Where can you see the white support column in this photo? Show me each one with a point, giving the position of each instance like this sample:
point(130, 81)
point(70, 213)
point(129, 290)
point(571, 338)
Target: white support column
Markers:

# EXERCISE DESCRIPTION
Extract every line of the data above and reproduce each one verbatim, in its original order.

# TASK SOLUTION
Where can you see the white support column in this photo? Show me each one with a point, giving the position of each instance like this sample:
point(130, 81)
point(70, 213)
point(129, 290)
point(571, 338)
Target: white support column
Markers:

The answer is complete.